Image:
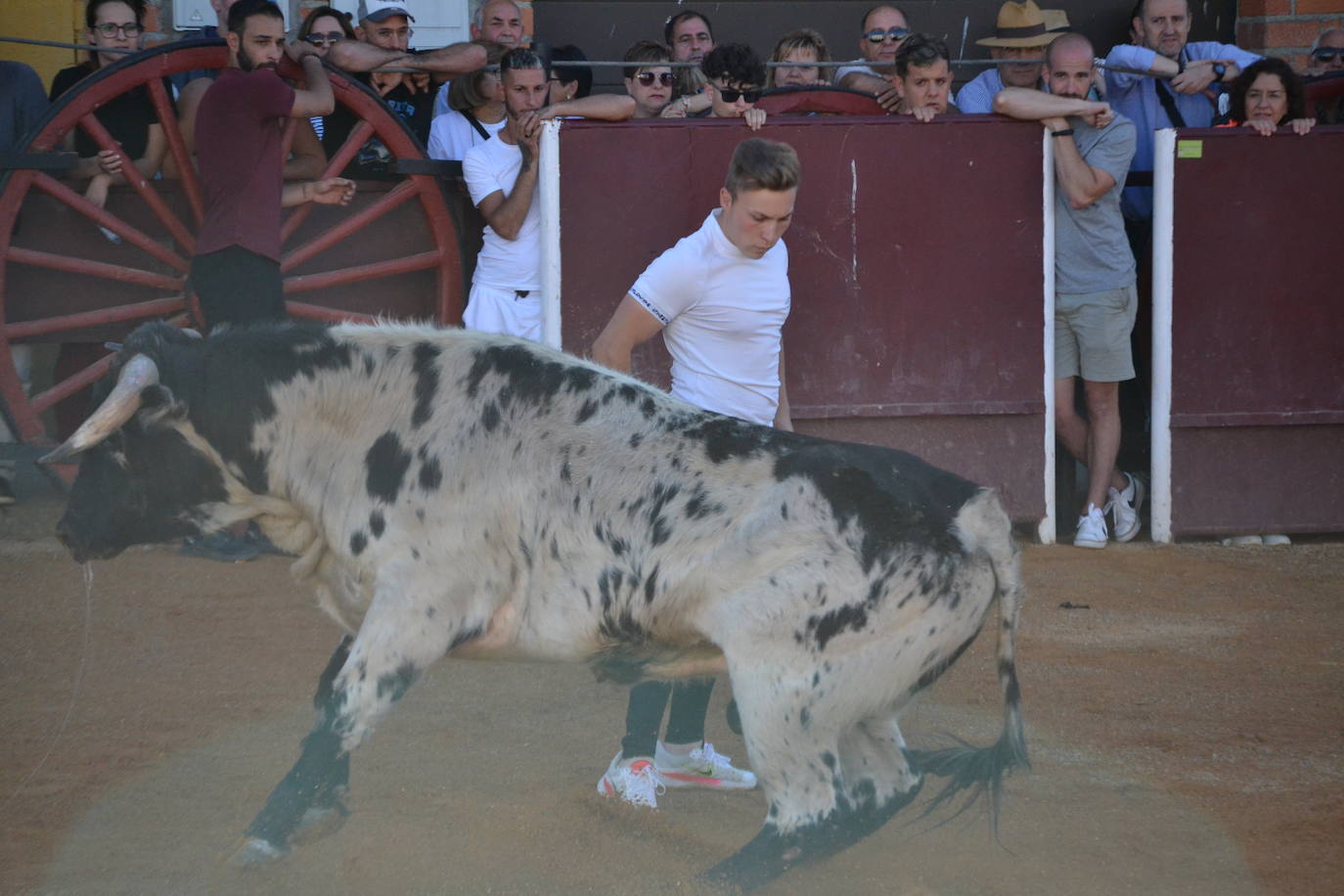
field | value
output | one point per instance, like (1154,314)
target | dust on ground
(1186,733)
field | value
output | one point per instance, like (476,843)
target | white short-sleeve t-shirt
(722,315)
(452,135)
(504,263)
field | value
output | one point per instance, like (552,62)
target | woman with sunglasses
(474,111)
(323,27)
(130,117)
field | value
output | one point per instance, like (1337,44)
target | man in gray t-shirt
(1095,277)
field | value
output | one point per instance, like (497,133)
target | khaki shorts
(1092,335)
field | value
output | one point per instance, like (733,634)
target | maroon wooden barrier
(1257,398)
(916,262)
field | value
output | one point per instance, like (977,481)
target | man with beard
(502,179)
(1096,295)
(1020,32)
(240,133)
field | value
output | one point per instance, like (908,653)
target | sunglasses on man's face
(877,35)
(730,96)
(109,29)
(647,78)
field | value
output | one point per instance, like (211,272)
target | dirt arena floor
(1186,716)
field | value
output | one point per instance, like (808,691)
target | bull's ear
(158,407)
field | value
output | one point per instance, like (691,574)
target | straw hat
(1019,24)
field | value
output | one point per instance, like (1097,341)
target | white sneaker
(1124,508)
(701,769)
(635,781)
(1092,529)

────────────────────────────────────────

Copying begins at the line that holds "target | man in gray t-shirt" and ends at the last line of the data above, with both included and each line kept exactly.

* **Exercise result**:
target | man in gray t-shirt
(1095,277)
field | value
output | one point per instance, like (497,133)
target | khaki shorts
(1092,335)
field | value
output | one point per instance, like (733,634)
target | maroon wooden barrier
(1257,398)
(916,262)
field | value
output | one point per instance, like (977,481)
target | man with beard
(502,179)
(1096,295)
(1020,32)
(240,133)
field | value
output | one point per instance, like (908,653)
target | sunglasses on man's face
(877,35)
(730,96)
(109,29)
(647,78)
field | value
output | one point per instance, like (211,272)
target | dirt arena floor
(1186,716)
field | value
output | one point per instance, like (808,691)
target | bull's ear
(158,407)
field | value
output | one point per instance, like (691,574)
target | straw hat
(1019,24)
field | value
output | one point per instance, like (1097,341)
target | white sneaker
(1124,508)
(701,769)
(635,781)
(1092,529)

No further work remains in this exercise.